### [What is needed]
Return exactly the line that contains "Please spot the dandelion" and all lines beneath it in the entries, through the very last one.
*** Entries supplied Section Begins ***
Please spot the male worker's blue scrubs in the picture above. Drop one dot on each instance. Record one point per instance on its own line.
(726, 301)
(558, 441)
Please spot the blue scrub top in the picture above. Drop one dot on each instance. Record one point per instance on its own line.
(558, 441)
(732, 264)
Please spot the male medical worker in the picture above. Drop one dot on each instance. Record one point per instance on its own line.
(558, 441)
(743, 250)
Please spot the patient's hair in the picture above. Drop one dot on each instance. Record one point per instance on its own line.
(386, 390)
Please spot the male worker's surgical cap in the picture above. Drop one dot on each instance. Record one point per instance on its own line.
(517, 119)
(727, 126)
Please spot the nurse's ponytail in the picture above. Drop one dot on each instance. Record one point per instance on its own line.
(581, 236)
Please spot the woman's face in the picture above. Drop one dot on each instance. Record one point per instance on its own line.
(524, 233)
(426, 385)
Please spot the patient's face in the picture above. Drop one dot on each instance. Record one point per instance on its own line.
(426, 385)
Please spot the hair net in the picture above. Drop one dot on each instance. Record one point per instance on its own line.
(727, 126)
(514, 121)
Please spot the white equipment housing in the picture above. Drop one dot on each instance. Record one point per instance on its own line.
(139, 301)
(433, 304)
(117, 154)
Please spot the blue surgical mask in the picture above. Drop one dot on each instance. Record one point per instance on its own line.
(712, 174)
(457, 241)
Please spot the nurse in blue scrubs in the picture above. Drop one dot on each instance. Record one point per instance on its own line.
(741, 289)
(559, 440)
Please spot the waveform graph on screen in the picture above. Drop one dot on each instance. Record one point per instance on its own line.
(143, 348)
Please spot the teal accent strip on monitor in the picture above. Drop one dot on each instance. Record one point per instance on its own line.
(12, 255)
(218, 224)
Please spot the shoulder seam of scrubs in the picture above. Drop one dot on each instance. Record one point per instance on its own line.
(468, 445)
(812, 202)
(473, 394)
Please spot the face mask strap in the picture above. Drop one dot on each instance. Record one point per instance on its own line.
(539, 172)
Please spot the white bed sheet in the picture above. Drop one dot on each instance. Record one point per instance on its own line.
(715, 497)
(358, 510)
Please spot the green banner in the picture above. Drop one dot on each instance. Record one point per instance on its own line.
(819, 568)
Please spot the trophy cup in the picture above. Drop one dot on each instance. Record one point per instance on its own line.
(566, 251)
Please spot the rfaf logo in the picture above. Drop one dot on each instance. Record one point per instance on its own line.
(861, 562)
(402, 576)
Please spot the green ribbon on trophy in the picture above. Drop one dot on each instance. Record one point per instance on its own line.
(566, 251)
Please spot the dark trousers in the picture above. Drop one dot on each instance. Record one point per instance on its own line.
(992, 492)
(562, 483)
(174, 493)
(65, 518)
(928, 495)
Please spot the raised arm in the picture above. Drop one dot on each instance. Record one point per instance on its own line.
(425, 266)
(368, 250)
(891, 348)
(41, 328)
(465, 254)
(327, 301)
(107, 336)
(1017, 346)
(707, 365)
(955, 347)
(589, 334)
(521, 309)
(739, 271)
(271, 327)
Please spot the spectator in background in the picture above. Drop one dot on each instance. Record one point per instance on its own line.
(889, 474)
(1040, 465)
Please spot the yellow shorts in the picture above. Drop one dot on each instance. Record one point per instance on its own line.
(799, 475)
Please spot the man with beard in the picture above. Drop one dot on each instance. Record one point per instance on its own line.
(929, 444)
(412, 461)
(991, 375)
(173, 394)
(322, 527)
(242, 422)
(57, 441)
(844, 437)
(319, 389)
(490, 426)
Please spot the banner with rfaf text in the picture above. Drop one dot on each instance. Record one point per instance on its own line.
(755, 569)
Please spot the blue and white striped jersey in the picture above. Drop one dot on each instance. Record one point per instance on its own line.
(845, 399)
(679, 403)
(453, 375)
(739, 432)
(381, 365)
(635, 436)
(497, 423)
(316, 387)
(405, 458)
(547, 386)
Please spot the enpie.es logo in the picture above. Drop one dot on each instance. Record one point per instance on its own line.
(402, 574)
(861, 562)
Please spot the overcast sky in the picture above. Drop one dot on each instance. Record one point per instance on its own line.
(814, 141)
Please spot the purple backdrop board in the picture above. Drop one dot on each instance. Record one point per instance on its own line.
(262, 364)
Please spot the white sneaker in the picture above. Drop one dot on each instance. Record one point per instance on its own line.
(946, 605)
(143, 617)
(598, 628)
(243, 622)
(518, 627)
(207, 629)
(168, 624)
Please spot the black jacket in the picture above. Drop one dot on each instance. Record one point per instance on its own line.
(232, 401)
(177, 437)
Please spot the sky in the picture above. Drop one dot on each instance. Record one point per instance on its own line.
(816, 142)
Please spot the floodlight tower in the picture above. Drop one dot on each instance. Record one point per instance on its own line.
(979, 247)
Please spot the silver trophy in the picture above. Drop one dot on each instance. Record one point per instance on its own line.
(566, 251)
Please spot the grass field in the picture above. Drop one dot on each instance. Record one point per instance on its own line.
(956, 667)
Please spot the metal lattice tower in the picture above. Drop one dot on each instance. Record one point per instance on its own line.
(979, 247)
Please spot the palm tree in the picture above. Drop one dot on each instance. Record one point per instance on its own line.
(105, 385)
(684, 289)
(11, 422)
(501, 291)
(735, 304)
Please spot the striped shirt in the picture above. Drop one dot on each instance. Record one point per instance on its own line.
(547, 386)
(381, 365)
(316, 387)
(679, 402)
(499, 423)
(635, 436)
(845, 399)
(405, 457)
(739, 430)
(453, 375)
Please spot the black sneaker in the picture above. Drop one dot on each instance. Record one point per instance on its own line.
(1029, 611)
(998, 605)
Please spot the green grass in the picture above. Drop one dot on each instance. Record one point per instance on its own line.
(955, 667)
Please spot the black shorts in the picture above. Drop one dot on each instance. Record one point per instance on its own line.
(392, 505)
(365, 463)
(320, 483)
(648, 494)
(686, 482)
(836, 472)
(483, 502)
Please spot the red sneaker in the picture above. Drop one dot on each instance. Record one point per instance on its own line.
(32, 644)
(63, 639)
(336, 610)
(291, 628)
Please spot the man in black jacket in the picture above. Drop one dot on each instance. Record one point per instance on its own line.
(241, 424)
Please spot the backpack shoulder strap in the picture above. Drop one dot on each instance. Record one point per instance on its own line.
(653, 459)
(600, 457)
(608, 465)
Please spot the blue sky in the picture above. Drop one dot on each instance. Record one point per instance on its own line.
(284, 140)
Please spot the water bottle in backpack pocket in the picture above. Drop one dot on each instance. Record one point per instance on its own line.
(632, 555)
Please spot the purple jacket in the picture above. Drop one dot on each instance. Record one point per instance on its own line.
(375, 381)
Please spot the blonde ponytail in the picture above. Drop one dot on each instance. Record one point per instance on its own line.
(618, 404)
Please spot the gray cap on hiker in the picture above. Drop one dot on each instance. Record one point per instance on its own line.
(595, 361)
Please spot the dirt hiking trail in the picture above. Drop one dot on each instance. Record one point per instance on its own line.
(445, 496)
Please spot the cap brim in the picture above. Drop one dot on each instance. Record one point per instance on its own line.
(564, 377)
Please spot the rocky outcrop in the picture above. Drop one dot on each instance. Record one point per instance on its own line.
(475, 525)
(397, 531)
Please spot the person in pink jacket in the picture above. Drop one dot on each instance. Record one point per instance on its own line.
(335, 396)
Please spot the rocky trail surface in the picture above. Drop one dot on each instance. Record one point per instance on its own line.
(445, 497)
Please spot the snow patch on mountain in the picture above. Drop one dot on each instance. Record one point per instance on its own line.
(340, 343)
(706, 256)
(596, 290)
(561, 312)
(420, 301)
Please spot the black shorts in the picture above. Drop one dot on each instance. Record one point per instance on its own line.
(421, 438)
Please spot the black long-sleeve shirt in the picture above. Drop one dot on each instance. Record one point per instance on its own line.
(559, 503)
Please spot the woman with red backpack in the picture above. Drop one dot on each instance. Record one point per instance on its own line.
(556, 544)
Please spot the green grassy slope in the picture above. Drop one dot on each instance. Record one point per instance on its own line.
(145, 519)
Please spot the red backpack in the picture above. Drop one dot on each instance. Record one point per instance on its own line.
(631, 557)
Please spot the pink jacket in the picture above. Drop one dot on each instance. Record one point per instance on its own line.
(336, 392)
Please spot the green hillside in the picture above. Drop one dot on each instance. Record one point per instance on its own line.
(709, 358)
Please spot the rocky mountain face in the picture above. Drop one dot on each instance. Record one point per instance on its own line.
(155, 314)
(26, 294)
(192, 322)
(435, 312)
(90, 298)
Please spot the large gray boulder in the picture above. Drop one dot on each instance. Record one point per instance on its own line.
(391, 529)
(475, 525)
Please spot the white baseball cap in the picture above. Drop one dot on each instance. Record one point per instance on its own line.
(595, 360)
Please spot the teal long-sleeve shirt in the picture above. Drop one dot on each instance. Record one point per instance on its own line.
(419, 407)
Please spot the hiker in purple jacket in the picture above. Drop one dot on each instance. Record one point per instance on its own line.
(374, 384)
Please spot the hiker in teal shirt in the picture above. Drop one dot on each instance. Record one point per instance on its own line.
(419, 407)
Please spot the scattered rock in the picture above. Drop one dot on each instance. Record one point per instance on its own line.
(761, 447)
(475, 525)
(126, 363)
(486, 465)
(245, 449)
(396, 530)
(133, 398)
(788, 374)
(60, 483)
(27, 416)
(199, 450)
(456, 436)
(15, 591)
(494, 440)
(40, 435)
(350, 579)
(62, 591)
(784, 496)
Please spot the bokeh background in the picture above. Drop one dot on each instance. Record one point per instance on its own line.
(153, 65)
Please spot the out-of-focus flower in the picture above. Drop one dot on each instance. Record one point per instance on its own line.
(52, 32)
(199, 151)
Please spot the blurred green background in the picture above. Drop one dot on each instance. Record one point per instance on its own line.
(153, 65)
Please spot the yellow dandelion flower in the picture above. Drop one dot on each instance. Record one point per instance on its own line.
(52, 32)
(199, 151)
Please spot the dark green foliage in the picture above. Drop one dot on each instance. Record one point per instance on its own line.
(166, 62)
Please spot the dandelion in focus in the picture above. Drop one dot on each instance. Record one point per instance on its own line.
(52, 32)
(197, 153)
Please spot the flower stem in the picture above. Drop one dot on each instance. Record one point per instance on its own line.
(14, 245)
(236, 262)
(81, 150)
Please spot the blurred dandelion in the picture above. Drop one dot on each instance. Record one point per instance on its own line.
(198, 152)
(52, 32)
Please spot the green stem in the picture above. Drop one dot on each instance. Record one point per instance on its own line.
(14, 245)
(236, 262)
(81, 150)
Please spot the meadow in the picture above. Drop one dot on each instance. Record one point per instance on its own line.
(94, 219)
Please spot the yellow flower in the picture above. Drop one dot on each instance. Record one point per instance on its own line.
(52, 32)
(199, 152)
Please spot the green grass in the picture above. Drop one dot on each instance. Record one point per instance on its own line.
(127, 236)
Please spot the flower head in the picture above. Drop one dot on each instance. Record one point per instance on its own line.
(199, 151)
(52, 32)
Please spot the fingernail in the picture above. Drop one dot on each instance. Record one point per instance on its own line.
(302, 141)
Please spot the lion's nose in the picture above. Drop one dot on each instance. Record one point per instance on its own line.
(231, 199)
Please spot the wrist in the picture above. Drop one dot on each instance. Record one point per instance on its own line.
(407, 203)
*** Entries supplied Section Ends ***
### [Solution to this task]
Please spot the dandelion in focus in the picture above. Drop one dot on each instance. Record one point per instance on its own line.
(52, 32)
(197, 153)
Please spot the flower stem in the picture above. Drop one dot on each instance. Record one point per instance on its own line.
(14, 245)
(236, 262)
(81, 150)
Please spot the blurred dandelion in the picture above. Drop one dot on each instance. Record one point per instance on its own line.
(198, 152)
(52, 32)
Please spot the green stem in the picture above. Drop one dot on each instance. Record one point per instance on its own line.
(14, 245)
(236, 262)
(81, 150)
Please spot the meadow in the picture above. Drop one dot on each instance. Record one point per instance on its own line.
(94, 219)
Please spot the yellow flower in the picture above. Drop one dot on each instance. Record one point per instance on its own line.
(52, 32)
(199, 152)
Please spot the green grass in the picture above. Drop one dot on each instance. Record one point per instance on its own line.
(127, 236)
Please spot the flower head in the picture above. Drop one dot on each instance. Record one point per instance on its own line.
(199, 151)
(52, 32)
Please spot the fingernail in the picture above. Drop one dot on each instance. Record one point per instance on its own line.
(302, 141)
Please spot the lion's nose in the picture above. Drop one dot on each instance. Record one point per instance on its own line.
(231, 199)
Please spot the wrist in the picture above. Drop one dot on each instance. Record one point per instance on its own line.
(407, 203)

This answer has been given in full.